§ **Given instruction 1**:
Rewrite the rows from the line with "For the benchmark, mark every instance of the boulder" through the last row, changing "boulder" to "rock" and leaving everything else the same.
== Text block ==
Viennese architects Rudolph Schindler and Richard Neutra both emigrated from Vienna to Los Angeles in the early twentieth century in pursuit of an architecture that supported the holistic wellbeing of its occupants. Phoebe’s dissertation explored how the houses that these architects designed shared parallels with Japanese architecture in its embrace of nature as an intrinsic tool for ensuring a healthy, happy existence. With the aid of the Trethowan Memorial bursary, Phoebe was able to fly to Los Angeles and visit both of her case studies – Schindler’s Kings Road House (1921) and Neutra’s VDL Research House (1932) – in person, as well as carry out key archival research at the Getty Research Institute. Experiencing these architectural spaces first-hand enabled her to gain a deeper insight into Schindler and Neutra’s naturalistic approaches and their affinities with Japanese design.
===
== The records ==
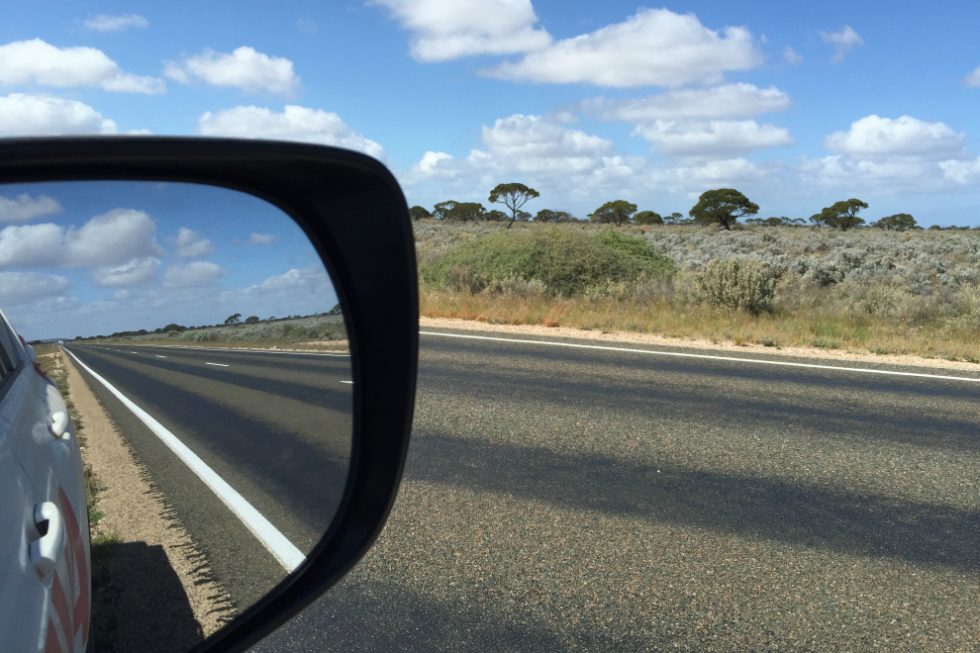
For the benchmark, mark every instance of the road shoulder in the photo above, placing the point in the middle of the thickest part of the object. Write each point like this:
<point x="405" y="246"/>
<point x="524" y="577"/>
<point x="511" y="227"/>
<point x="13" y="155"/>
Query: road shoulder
<point x="652" y="340"/>
<point x="153" y="590"/>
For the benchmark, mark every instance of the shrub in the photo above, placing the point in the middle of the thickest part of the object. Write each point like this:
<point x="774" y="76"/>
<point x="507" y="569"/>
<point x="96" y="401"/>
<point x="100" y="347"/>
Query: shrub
<point x="565" y="262"/>
<point x="737" y="284"/>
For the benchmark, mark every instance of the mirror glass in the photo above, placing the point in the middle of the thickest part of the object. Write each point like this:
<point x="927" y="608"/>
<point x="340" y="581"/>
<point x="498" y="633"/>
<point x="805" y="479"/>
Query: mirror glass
<point x="201" y="345"/>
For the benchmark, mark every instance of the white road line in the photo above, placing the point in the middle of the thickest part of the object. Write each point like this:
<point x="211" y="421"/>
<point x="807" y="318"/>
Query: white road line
<point x="271" y="538"/>
<point x="677" y="354"/>
<point x="252" y="351"/>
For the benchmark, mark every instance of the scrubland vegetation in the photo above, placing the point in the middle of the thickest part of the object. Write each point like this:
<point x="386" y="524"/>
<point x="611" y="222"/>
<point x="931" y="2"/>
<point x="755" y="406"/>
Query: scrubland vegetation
<point x="869" y="290"/>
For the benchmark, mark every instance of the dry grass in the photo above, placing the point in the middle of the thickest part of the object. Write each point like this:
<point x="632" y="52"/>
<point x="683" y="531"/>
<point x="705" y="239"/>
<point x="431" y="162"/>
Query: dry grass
<point x="811" y="327"/>
<point x="915" y="293"/>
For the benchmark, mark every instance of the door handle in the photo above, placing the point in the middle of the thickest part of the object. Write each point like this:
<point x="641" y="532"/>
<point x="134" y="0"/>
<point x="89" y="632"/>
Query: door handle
<point x="44" y="550"/>
<point x="59" y="423"/>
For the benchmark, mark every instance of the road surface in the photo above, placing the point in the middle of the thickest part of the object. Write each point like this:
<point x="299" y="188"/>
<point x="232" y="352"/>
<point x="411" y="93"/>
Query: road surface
<point x="275" y="427"/>
<point x="568" y="498"/>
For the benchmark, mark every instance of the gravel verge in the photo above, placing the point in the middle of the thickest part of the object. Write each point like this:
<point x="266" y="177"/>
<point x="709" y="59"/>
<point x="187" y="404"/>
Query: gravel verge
<point x="152" y="586"/>
<point x="695" y="343"/>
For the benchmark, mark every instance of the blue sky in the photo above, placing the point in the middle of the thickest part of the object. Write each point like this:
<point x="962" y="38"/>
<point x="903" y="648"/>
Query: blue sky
<point x="90" y="258"/>
<point x="796" y="104"/>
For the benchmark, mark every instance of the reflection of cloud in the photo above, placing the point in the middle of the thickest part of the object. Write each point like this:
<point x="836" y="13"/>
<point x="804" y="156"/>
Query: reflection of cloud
<point x="194" y="273"/>
<point x="23" y="207"/>
<point x="109" y="239"/>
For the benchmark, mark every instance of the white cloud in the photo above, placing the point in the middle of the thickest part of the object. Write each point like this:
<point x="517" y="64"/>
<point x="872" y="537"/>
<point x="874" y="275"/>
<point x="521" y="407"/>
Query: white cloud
<point x="653" y="47"/>
<point x="294" y="123"/>
<point x="36" y="62"/>
<point x="109" y="239"/>
<point x="715" y="103"/>
<point x="883" y="175"/>
<point x="450" y="29"/>
<point x="190" y="243"/>
<point x="552" y="158"/>
<point x="891" y="155"/>
<point x="904" y="136"/>
<point x="973" y="79"/>
<point x="194" y="273"/>
<point x="23" y="207"/>
<point x="115" y="23"/>
<point x="533" y="143"/>
<point x="791" y="56"/>
<point x="35" y="115"/>
<point x="244" y="68"/>
<point x="20" y="287"/>
<point x="311" y="280"/>
<point x="961" y="172"/>
<point x="260" y="239"/>
<point x="307" y="26"/>
<point x="694" y="179"/>
<point x="133" y="272"/>
<point x="843" y="41"/>
<point x="714" y="138"/>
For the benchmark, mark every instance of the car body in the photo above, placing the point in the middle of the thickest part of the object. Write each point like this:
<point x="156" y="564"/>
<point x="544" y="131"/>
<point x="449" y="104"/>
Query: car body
<point x="44" y="545"/>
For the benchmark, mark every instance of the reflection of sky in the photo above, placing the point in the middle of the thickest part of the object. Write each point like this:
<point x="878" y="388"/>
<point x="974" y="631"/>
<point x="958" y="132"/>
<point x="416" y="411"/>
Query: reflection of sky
<point x="87" y="258"/>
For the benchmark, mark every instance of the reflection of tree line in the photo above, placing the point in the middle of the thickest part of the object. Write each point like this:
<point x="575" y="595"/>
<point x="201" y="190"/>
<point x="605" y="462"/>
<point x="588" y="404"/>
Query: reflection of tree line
<point x="325" y="326"/>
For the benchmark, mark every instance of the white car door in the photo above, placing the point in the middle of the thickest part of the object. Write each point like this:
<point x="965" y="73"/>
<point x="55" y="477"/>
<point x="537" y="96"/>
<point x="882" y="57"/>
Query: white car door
<point x="44" y="557"/>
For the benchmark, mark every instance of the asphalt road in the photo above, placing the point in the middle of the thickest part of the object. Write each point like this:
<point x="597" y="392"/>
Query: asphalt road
<point x="276" y="427"/>
<point x="565" y="499"/>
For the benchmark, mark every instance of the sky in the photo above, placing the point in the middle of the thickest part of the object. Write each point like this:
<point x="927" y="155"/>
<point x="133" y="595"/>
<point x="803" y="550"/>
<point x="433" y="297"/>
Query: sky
<point x="798" y="105"/>
<point x="92" y="258"/>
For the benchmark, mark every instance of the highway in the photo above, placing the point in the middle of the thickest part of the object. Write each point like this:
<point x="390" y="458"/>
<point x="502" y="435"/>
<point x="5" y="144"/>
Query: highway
<point x="573" y="498"/>
<point x="275" y="427"/>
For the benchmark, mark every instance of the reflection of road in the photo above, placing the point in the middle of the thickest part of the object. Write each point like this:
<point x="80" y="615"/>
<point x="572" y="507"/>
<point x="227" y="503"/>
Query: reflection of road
<point x="275" y="427"/>
<point x="581" y="499"/>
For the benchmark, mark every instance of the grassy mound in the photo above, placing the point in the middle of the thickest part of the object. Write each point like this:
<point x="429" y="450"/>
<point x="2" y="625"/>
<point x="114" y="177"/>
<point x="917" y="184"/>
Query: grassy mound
<point x="560" y="262"/>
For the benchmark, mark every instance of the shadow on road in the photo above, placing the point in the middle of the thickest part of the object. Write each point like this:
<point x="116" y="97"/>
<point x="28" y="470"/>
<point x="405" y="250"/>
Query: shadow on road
<point x="138" y="601"/>
<point x="814" y="517"/>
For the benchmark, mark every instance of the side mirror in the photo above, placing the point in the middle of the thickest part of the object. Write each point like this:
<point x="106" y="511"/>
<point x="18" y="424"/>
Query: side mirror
<point x="353" y="215"/>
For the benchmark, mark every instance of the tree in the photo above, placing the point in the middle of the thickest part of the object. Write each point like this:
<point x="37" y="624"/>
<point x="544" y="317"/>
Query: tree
<point x="513" y="196"/>
<point x="781" y="221"/>
<point x="418" y="212"/>
<point x="722" y="206"/>
<point x="547" y="215"/>
<point x="841" y="215"/>
<point x="453" y="211"/>
<point x="897" y="222"/>
<point x="616" y="212"/>
<point x="648" y="217"/>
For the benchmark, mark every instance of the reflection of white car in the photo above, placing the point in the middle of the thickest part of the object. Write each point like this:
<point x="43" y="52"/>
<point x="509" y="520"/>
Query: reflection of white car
<point x="44" y="543"/>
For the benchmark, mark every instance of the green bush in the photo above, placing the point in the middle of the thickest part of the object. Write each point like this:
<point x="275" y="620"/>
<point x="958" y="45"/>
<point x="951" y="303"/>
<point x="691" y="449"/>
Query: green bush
<point x="737" y="284"/>
<point x="564" y="262"/>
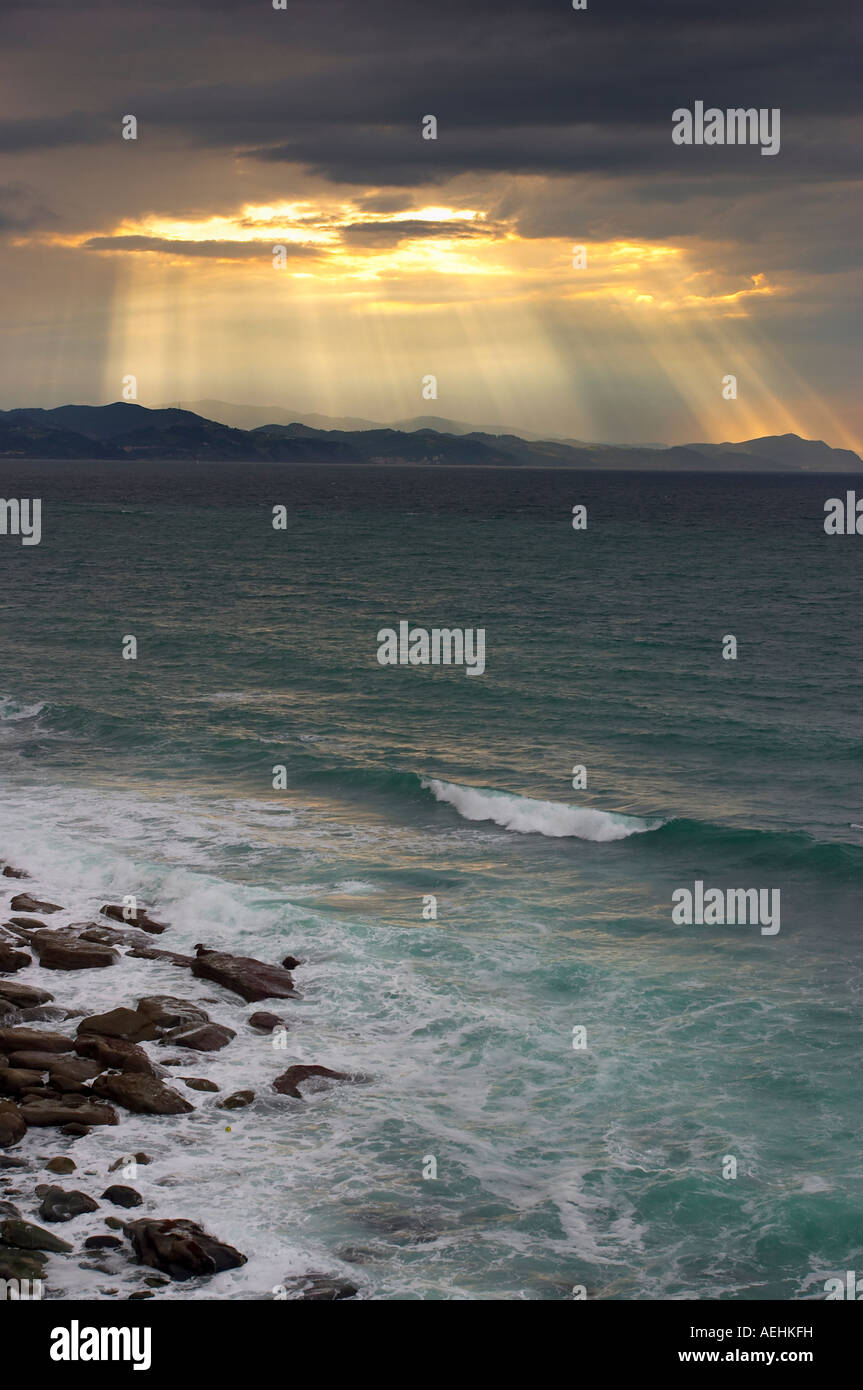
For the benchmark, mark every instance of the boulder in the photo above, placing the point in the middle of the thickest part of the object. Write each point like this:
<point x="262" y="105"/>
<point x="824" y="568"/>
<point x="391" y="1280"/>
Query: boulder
<point x="22" y="1235"/>
<point x="11" y="959"/>
<point x="57" y="1205"/>
<point x="250" y="979"/>
<point x="67" y="1109"/>
<point x="20" y="1040"/>
<point x="152" y="954"/>
<point x="24" y="902"/>
<point x="181" y="1248"/>
<point x="14" y="1080"/>
<point x="120" y="1023"/>
<point x="167" y="1012"/>
<point x="22" y="995"/>
<point x="13" y="1125"/>
<point x="116" y="1052"/>
<point x="61" y="1165"/>
<point x="136" y="919"/>
<point x="288" y="1082"/>
<point x="141" y="1094"/>
<point x="21" y="1264"/>
<point x="236" y="1101"/>
<point x="64" y="951"/>
<point x="210" y="1037"/>
<point x="266" y="1022"/>
<point x="121" y="1196"/>
<point x="318" y="1287"/>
===
§ **Given instruction 2**:
Copy out the passage about Schindler and Neutra word for word.

§ **Task response 1**:
For the benchmark, mark every instance of the rock in the photo above, placing the point in the middle of the thickest part of the object. Write each point like this:
<point x="262" y="105"/>
<point x="824" y="568"/>
<point x="391" y="1280"/>
Query: rock
<point x="22" y="1235"/>
<point x="11" y="959"/>
<point x="57" y="1205"/>
<point x="250" y="979"/>
<point x="67" y="1109"/>
<point x="20" y="1040"/>
<point x="152" y="954"/>
<point x="24" y="902"/>
<point x="181" y="1248"/>
<point x="14" y="1080"/>
<point x="120" y="1023"/>
<point x="167" y="1012"/>
<point x="22" y="995"/>
<point x="13" y="1125"/>
<point x="116" y="1052"/>
<point x="61" y="1165"/>
<point x="136" y="919"/>
<point x="288" y="1082"/>
<point x="141" y="1094"/>
<point x="21" y="1264"/>
<point x="236" y="1101"/>
<point x="64" y="951"/>
<point x="210" y="1037"/>
<point x="266" y="1022"/>
<point x="121" y="1196"/>
<point x="318" y="1287"/>

§ **Task response 2**:
Viennese architects Rudolph Schindler and Richard Neutra both emigrated from Vienna to Los Angeles in the early twentieth century in pursuit of an architecture that supported the holistic wellbeing of its occupants. Phoebe’s dissertation explored how the houses that these architects designed shared parallels with Japanese architecture in its embrace of nature as an intrinsic tool for ensuring a healthy, happy existence. With the aid of the Trethowan Memorial bursary, Phoebe was able to fly to Los Angeles and visit both of her case studies – Schindler’s Kings Road House (1921) and Neutra’s VDL Research House (1932) – in person, as well as carry out key archival research at the Getty Research Institute. Experiencing these architectural spaces first-hand enabled her to gain a deeper insight into Schindler and Neutra’s naturalistic approaches and their affinities with Japanese design.